#### TEXT SHOWN
—————
Opinion
2022AP671
04-12-2023
This opinion will not be published. See Wis. Stat. Rule 809.23(1)(b)5.
APPEAL from an order of the circuit court for Winnebago County No. 2021CV812: SCOTT C. WOLDT, Judge. Affirmed.
Before Gundrum, P.J., Grogan and Lazar, JJ.
Per curiam opinions may not be cited in any court of this state as precedent or authority, except for the limited purposes specified in Wis.Stat. Rule 809.23(3).
PER CURIAM.
¶1 In this partition action, Dianne E. Kallas, Daniel L. Kallas, Mark A. Kallas, and Robert J. O'Keefe (collectively, "the Kallases") appeal an order approving a referee's sale of real property to Michael J. Pamer for $600,001. The Kallases assert the circuit court, exercising its equitable authority, erroneously exercised its discretion in three ways: (1) by amending the order appointing the referee to clarify that the referee could accept bids from parties lacking an ownership interest during a short window prior to listing with a broker; (2) by failing to comply with Wis.Stat. § 842.07 (2021-22) before ordering that the property be put up for auction; and (3) by allowing the auction to proceed without public notice. We reject these arguments and affirm because we conclude the court acted within the bounds of its discretion.
All references to the Wisconsin Statutes are to the 2021-22 version unless otherwise noted.
BACKGROUND
¶2 Robert E. Lee, Katherine A. Lee, Gary E. Lee, Spencer Lee, Nicole Rae Lee, Scott Nigbor, Jeanette F. Nigbor, Aaron Knobloch, Brian Loker, and Michelle A. Loker (collectively, "the Lees") commenced this action to partition agricultural and recreational land in Winnebago County ("the Property"). The Property's ownership is heavily diluted, with fractional shares as little as 1/30th. As an affirmative defense to the Lees' complaint, the Kallases asserted that they were "able to purchase the Property at a fair and equitable amount which would avoid unnecessary broker fees." By amended complaint, Pamer Farms LLP, which had leased the agricultural portion of the Property until December 2021, was joined as a party.
—————
#### DATASET RECORDS

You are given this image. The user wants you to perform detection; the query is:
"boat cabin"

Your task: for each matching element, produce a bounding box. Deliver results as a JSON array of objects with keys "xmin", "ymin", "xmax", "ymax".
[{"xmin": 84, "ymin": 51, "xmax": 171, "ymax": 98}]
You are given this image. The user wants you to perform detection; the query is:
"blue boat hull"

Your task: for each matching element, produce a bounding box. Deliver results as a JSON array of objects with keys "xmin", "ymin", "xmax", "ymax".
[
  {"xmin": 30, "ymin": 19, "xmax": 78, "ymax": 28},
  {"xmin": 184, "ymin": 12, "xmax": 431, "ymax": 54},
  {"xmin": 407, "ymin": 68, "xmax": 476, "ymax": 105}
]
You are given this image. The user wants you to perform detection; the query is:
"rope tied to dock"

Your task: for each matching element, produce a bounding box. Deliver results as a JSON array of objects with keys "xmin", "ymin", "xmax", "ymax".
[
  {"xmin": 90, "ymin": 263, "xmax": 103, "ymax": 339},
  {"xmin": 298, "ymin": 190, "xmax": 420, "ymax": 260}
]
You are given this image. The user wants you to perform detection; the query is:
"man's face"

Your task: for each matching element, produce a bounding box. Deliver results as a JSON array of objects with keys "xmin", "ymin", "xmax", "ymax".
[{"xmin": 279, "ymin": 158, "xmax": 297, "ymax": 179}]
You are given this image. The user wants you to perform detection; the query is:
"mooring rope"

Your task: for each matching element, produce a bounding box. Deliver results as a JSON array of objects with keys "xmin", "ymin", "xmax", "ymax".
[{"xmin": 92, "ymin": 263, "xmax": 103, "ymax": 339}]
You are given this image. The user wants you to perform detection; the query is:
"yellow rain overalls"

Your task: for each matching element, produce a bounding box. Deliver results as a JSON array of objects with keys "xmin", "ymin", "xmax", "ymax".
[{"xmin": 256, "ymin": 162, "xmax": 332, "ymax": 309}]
—————
#### TO-DO LIST
(1) Name the people the court opinion groups together as "the Kallases."
(2) Write the next part of the court opinion, picking up right after its last paragraph.

#### ANSWERS PER TASK
(1) Dianne E. Kallas, Daniel L. Kallas, Mark A. Kallas, and Robert J. O'Keefe.

(2)
¶3 Shortly after filing the action, the Lees moved for the appointment of a referee. As grounds, the Lees asserted that the nature of the Property and the fractional interests involved made partition impossible as a matter of law. The Lees also suggested that a judicial sale would be prejudicial to the parties, as a sheriff's sale was unlikely to bring the best price. Citing a circuit court's authority to fashion an equitable remedy in partition actions, the Lees suggested that the referee be permitted to market and list the Property for sale using a licensed real estate broker. The Lees argued that a referee, exercising sound business judgment, would be able to obtain the best offer for the Property.
¶4 There was no opposition to the motion; the Lees' attorney represented at a hearing on the motion that because of the fractional interests "the parties I think are generally in agreement it should be sold." He requested that the referee be permitted to "seek opinions of valuation from realtors, but before he lists it, he lets the parties know and maybe we'll get an auction scenario." The Kallases' attorney agreed.
¶5 The circuit court's December 22, 2021 order authorized the referee to enter into a listing contract with a disinterested real estate broker, but it stated that prior to listing the Property with a broker, the referee was to notify the parties of the proposed listing price and allow for "a short period (in his discretion) during which the interested parties may come forward with offers at a price which the referee deems reasonable and acceptable." Upon receipt of an offer the referee deemed reasonable and acceptable, he was to move the court for an order approving the highest and best offer as well as authorization to complete the sale.
¶6 On February 23, 2022, the referee, by letter, informed the attorneys for the Lees and the Kallases that, based on various appraisals, he planned to list the Property for $564,000. Consistent with the circuit court's order, he requested that any party interested in purchasing the Property prior to listing should submit offers of no less than $475,000. He received two offers: one from the Kallases for $478,000, and one from Michael J. Pamer, a principal for Pamer Farms, in the amount of $530,000. On March 22, 2022, the referee sought court approval to sell the Property to Pamer for the higher amount.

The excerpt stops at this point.